*** Teks Bacaan
Minggu, 06 Februari 2011

Model Pembelajaran CLIS

Model CLIS dikemukakan oleh Driver di Inggris. Children’s Learning In Science (CLIS) berarti anak belajar dalam sains. Sciences dalam bahasa Indonesia ditulis sains atau Ilmu Pengetahuan Alam, didefinisikan sebagai suatu kumpulan pengetahuan tersusun secara sistematik, dan dalam penggunaannya secara umum terbatas pada gejala-gejala alam. Perkembangannya tidak hanya ditandai oleh adanya kumpulan fakta, tetapi oleh adanya metode ilmiah dan sikap ilmiah (Rohadi, 2001). Conant dalam Subiyanto (1990), mendefinisikan
sains sebagai bangunan konsep yang saling berhubungan sebagai hasil dari eksperimen dan observasi. Sedangkan menurut Fisher dalam Riyanto (2000), sains adalah bangunan pengetahuan yang diperoleh menggunakan metode berdasarkan observasi, dengan adanya konsep-konsep baru tersebut kemudian akan mendorong dilakukannya eksperimen.
******
*** Data Tercatat
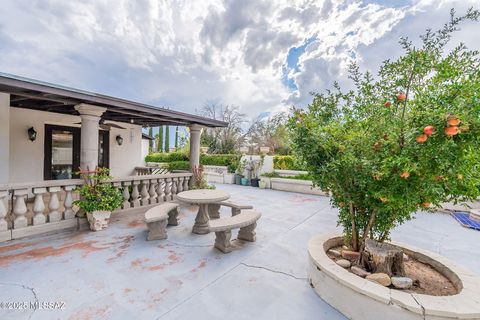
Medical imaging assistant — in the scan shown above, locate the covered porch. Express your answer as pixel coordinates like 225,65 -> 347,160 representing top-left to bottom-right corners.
0,74 -> 226,241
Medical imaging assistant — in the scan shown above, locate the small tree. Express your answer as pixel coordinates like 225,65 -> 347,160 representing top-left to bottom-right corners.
165,126 -> 170,152
289,9 -> 480,258
247,112 -> 289,154
199,103 -> 247,154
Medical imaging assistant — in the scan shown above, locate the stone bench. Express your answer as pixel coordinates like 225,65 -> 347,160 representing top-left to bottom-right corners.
145,202 -> 179,241
209,210 -> 261,253
208,201 -> 253,219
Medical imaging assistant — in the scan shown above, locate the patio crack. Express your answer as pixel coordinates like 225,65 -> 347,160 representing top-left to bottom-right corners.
410,293 -> 425,319
0,282 -> 39,319
240,262 -> 307,281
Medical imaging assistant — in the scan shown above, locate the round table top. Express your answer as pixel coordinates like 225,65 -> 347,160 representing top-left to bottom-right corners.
177,189 -> 230,203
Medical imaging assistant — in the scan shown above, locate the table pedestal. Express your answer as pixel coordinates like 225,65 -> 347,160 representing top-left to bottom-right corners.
192,203 -> 210,234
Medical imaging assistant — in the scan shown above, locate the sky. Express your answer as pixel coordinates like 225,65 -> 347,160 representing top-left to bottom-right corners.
0,0 -> 480,125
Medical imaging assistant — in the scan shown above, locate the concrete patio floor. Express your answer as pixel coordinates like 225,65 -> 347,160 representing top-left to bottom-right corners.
0,185 -> 480,320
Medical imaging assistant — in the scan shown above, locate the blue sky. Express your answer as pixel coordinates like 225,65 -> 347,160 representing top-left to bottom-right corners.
0,0 -> 480,131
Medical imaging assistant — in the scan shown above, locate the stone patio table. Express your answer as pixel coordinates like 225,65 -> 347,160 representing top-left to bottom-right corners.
177,189 -> 230,234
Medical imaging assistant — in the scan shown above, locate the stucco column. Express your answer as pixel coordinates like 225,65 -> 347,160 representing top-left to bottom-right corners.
75,103 -> 107,170
189,124 -> 202,172
0,93 -> 9,184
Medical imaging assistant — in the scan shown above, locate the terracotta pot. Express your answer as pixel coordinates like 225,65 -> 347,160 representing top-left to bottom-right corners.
87,211 -> 112,231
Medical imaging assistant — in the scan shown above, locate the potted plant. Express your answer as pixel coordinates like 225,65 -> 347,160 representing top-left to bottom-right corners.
288,10 -> 480,274
235,159 -> 247,185
251,154 -> 265,188
74,168 -> 123,231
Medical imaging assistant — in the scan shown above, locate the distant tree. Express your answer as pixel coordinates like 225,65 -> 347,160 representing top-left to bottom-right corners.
148,127 -> 153,153
199,103 -> 247,154
247,112 -> 290,154
175,126 -> 178,150
165,126 -> 170,152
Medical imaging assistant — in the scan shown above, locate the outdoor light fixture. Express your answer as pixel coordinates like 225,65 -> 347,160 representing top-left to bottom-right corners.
115,135 -> 123,146
27,127 -> 37,142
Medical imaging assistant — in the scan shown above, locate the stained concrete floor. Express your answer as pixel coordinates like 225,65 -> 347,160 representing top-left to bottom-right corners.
0,185 -> 480,320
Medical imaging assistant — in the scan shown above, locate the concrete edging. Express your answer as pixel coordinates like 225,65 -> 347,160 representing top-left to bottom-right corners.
270,178 -> 327,196
308,235 -> 480,320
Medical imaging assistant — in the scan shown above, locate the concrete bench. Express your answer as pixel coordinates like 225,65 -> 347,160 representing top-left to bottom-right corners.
209,210 -> 261,253
208,201 -> 253,219
145,202 -> 179,241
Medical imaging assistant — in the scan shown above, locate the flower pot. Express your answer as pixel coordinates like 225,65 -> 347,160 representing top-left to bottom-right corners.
87,211 -> 112,231
235,174 -> 243,184
223,173 -> 235,184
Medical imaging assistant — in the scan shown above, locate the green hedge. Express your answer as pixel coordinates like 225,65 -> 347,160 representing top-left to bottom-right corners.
145,152 -> 188,162
273,156 -> 305,170
145,152 -> 242,173
167,161 -> 190,171
200,154 -> 242,173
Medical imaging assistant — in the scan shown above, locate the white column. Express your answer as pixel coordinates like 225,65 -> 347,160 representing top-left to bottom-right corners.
75,103 -> 107,170
189,124 -> 202,171
0,93 -> 9,184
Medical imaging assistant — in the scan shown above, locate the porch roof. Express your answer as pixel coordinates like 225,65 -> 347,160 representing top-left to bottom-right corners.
0,72 -> 227,127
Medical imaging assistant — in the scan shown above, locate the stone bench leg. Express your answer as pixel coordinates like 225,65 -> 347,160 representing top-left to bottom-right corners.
168,208 -> 178,226
215,230 -> 232,253
237,222 -> 257,242
208,204 -> 220,219
147,219 -> 167,241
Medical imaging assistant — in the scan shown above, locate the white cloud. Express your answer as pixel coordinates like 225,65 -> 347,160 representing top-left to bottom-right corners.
0,0 -> 478,117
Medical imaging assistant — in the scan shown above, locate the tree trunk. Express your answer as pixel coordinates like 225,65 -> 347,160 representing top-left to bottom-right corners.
360,238 -> 405,277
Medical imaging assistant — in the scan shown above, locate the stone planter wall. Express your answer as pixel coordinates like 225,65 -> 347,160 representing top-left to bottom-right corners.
270,178 -> 326,195
308,235 -> 480,320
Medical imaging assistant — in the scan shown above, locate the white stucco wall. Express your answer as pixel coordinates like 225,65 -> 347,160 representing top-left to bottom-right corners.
0,93 -> 10,183
7,108 -> 143,182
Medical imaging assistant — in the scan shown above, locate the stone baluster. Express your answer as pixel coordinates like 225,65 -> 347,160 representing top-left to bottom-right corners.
0,191 -> 8,231
177,177 -> 184,194
165,178 -> 172,201
172,178 -> 178,200
148,179 -> 158,204
48,187 -> 62,222
13,189 -> 28,229
131,181 -> 140,208
122,181 -> 131,209
140,180 -> 150,206
157,179 -> 165,202
33,188 -> 47,226
63,186 -> 76,220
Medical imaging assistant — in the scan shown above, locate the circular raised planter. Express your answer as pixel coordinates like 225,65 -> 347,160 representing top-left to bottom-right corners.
308,235 -> 480,320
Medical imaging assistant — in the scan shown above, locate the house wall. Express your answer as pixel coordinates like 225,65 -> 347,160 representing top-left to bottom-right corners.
0,93 -> 10,184
8,108 -> 143,182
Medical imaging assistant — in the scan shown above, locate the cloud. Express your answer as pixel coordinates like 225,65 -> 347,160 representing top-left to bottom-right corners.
0,0 -> 479,118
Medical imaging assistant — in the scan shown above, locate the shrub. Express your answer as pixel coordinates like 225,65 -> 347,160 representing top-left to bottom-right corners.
145,152 -> 188,162
200,154 -> 242,173
166,161 -> 190,171
74,168 -> 123,213
289,9 -> 480,250
273,156 -> 304,170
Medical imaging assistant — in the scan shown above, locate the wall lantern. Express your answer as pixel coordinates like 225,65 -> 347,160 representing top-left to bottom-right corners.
115,135 -> 123,146
27,127 -> 37,142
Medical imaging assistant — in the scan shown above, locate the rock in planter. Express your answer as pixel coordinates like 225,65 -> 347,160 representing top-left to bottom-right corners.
336,259 -> 352,268
342,250 -> 360,261
391,277 -> 413,289
350,266 -> 371,278
327,249 -> 342,258
365,273 -> 392,287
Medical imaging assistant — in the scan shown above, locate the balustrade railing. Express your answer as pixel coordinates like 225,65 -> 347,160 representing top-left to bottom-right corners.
0,173 -> 192,241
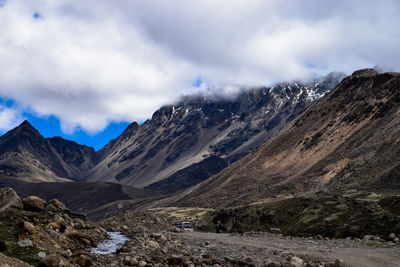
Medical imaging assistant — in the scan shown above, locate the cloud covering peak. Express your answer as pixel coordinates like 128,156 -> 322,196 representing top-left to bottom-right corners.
0,0 -> 400,133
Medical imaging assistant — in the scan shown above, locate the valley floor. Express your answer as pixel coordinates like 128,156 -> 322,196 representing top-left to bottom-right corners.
176,232 -> 400,267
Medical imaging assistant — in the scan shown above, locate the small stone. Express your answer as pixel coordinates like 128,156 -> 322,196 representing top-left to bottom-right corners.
269,227 -> 282,234
58,234 -> 67,242
22,221 -> 36,234
22,196 -> 46,211
47,222 -> 60,230
290,256 -> 305,267
130,257 -> 139,266
33,251 -> 46,261
48,199 -> 68,211
124,256 -> 132,265
38,254 -> 60,267
77,254 -> 92,267
333,259 -> 344,267
18,239 -> 33,247
52,214 -> 64,224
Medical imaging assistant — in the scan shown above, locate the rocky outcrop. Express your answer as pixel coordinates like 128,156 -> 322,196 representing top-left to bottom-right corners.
0,187 -> 24,216
90,74 -> 343,189
0,121 -> 96,182
0,188 -> 107,267
0,73 -> 344,193
178,69 -> 400,207
22,196 -> 46,211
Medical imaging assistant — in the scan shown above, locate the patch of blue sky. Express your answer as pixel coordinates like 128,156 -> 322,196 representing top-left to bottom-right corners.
32,12 -> 43,19
23,113 -> 129,151
192,77 -> 203,87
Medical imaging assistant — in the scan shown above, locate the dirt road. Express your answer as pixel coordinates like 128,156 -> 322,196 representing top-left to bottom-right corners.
176,232 -> 400,267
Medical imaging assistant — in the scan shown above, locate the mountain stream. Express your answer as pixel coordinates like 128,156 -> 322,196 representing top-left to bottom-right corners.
92,232 -> 129,254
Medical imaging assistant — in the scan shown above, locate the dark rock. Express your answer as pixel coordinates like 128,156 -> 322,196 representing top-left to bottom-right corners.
0,187 -> 24,216
38,254 -> 61,267
22,196 -> 46,211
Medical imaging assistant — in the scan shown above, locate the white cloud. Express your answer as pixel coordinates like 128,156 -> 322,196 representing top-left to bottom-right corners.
0,0 -> 400,132
0,104 -> 23,132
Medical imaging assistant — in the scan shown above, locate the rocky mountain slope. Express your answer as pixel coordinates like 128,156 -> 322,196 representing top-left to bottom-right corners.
0,73 -> 343,193
89,73 -> 343,193
0,178 -> 160,221
0,121 -> 96,182
174,69 -> 400,207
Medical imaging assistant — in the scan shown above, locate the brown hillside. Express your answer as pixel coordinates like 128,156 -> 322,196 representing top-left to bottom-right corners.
178,69 -> 400,207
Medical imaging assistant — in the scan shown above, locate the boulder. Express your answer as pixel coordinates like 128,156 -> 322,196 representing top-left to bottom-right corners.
38,254 -> 60,267
34,251 -> 46,261
269,227 -> 282,235
23,196 -> 46,211
77,254 -> 92,267
389,233 -> 396,240
290,256 -> 306,267
0,187 -> 24,216
46,198 -> 68,211
17,239 -> 33,248
18,221 -> 36,234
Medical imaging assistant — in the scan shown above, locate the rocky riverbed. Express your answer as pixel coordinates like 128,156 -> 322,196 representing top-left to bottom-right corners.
0,189 -> 400,267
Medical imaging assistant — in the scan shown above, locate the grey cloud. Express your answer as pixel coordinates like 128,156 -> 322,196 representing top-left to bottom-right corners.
0,0 -> 400,132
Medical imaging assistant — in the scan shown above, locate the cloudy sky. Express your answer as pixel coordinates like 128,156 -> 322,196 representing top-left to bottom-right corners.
0,0 -> 400,148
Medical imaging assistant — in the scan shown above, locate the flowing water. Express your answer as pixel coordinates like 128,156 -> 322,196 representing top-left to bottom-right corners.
92,232 -> 129,254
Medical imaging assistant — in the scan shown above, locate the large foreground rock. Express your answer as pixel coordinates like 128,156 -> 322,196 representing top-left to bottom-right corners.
0,187 -> 24,216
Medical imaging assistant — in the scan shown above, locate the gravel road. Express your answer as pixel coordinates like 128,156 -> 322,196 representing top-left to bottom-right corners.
175,232 -> 400,267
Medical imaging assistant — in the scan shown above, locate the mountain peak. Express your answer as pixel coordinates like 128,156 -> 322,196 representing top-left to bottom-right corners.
10,120 -> 41,136
351,69 -> 378,77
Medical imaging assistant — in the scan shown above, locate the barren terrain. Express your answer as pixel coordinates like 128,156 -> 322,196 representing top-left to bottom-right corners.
176,232 -> 400,267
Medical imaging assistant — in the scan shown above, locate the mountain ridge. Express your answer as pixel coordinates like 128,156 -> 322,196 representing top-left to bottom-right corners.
0,73 -> 344,193
175,69 -> 400,207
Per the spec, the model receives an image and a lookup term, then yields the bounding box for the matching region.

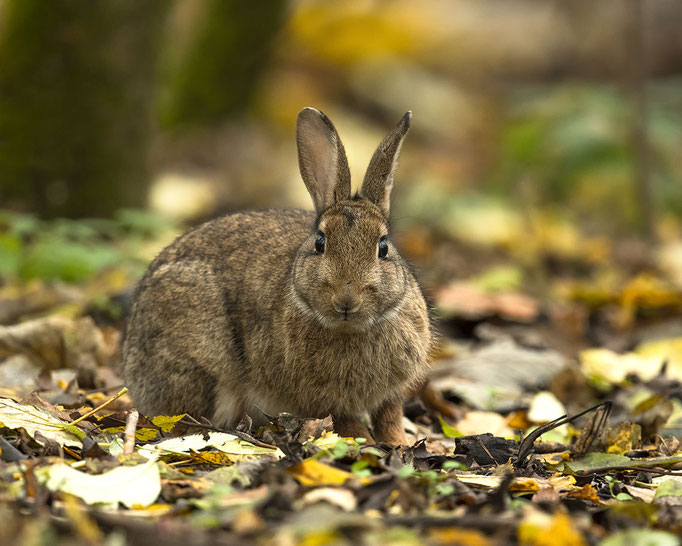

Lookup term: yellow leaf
[135,427,159,442]
[190,450,232,466]
[289,459,354,486]
[517,512,586,546]
[429,527,493,546]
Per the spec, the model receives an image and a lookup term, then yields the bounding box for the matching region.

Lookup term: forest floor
[0,206,682,546]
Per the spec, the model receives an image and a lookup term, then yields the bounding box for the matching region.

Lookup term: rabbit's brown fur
[124,108,431,444]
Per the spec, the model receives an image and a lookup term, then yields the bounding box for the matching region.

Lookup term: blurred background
[0,0,682,351]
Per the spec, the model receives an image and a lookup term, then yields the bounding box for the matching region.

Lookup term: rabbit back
[123,210,314,424]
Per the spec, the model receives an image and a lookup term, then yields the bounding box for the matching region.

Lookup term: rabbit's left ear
[360,112,412,218]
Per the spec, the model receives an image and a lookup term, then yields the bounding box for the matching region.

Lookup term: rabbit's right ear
[296,108,350,215]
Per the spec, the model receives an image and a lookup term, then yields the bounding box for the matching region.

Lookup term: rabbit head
[293,108,412,331]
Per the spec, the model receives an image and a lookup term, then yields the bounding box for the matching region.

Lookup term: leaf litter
[0,232,682,545]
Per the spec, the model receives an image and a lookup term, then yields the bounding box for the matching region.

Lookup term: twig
[575,465,682,476]
[514,400,612,466]
[123,410,140,453]
[178,414,277,449]
[83,384,125,396]
[476,436,500,466]
[71,387,128,425]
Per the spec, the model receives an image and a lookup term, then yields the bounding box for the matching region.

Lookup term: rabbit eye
[379,236,388,258]
[315,232,324,254]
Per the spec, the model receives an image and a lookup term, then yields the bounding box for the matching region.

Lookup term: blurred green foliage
[0,209,172,283]
[488,82,682,228]
[0,0,170,217]
[161,0,286,127]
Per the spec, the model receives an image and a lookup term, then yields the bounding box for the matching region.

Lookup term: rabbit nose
[332,293,362,316]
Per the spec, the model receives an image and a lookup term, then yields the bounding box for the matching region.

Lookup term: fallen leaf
[0,398,85,447]
[288,459,356,486]
[138,432,284,461]
[35,459,161,508]
[152,413,187,432]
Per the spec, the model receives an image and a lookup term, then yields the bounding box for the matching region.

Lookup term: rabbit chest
[244,302,429,417]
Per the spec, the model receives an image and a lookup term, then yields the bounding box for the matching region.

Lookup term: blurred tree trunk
[0,0,171,217]
[162,0,287,128]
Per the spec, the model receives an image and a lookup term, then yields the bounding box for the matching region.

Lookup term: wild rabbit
[123,108,432,444]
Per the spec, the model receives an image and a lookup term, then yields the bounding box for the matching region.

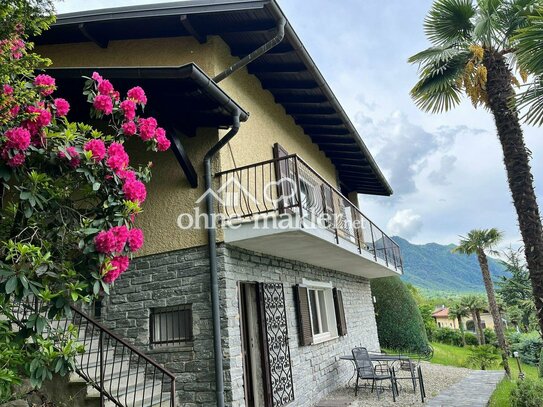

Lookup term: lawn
[431,342,537,407]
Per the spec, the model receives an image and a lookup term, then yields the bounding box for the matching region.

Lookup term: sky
[57,0,543,248]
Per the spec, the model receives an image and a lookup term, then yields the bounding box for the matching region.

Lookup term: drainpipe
[213,17,287,83]
[204,110,241,407]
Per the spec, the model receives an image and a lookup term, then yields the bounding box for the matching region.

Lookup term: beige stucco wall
******
→ **Daftar Tugas**:
1: Jawablah pertanyaan berikut berdasarkan teks tentang model pembelajaran CLIS:
(a) Siapa yang mengemukakan model CLIS, dan di negara mana?
(b) Menurut Rohadi (2001), selain oleh kumpulan fakta, perkembangan sains ditandai oleh apa?
(c) Menurut Conant dalam Subiyanto (1990), sains didefinisikan sebagai apa?
2: Ganti "observasi" dengan "pengamatan" pada bagian teks tentang model pembelajaran CLIS mulai dari "Minggu, 06 Februari" sampai dengan "mendorong dilakukannya eksperimen.", lalu tuliskan kembali bagian itu.
3: Tolong lanjutkan teks tentang model pembelajaran CLIS mulai dari kalimat sesudah kalimat terakhirnya.
Daftar tersebut merupakan bahan tersendiri yang terpisah dari teks tentang model pembelajaran CLIS.

→ **Jawaban Diberikan**:
1:
(a) Driver, di Inggris.
(b) Oleh adanya metode ilmiah dan sikap ilmiah.
(c) Sebagai bangunan konsep yang saling berhubungan sebagai hasil dari eksperimen dan observasi.

2:
Minggu, 06 Februari 2011

Model Pembelajaran CLIS

Model CLIS dikemukakan oleh Driver di Inggris. Children’s Learning In Science (CLIS) berarti anak belajar dalam sains. Sciences dalam bahasa Indonesia ditulis sains atau Ilmu Pengetahuan Alam, didefinisikan sebagai suatu kumpulan pengetahuan tersusun secara sistematik, dan dalam penggunaannya secara umum terbatas pada gejala-gejala alam. Perkembangannya tidak hanya ditandai oleh adanya kumpulan fakta, tetapi oleh adanya metode ilmiah dan sikap ilmiah (Rohadi, 2001). Conant dalam Subiyanto (1990), mendefinisikan
sains sebagai bangunan konsep yang saling berhubungan sebagai hasil dari eksperimen dan pengamatan. Sedangkan menurut Fisher dalam Riyanto (2000), sains adalah bangunan pengetahuan yang diperoleh menggunakan metode berdasarkan pengamatan, dengan adanya konsep-konsep baru tersebut kemudian akan mendorong dilakukannya eksperimen.

3:
Berdasarkan definisi sains dapat diketahui bahwa ada dua aspek yang penting dari sains yaitu proses sains dan produk sains. Proses sains adalah metode, prosedur dan cara-cara untuk menyelidiki dan memecahkan masalah-masalah sains. Sedangkan produk sains adalah hasil dari proses berupa fakta, prinsip, konsep dan hukum sains (Claxton, 1991 dalam Riyanto, 2000). Unsur Sains meliputi proses, sikap dan produk, maka pembelajaran sains hendaknya dapat melibatkan siswa dengan ketiga unsur tersebut. Artinya tidak menekankan pada salah satu unsur dan mengabaikan unsur lain, melalui keterlibatan ini siswa diharapkan memiliki sikap ilmiah (jujur, teliti, ulet, tekun dan disiplin).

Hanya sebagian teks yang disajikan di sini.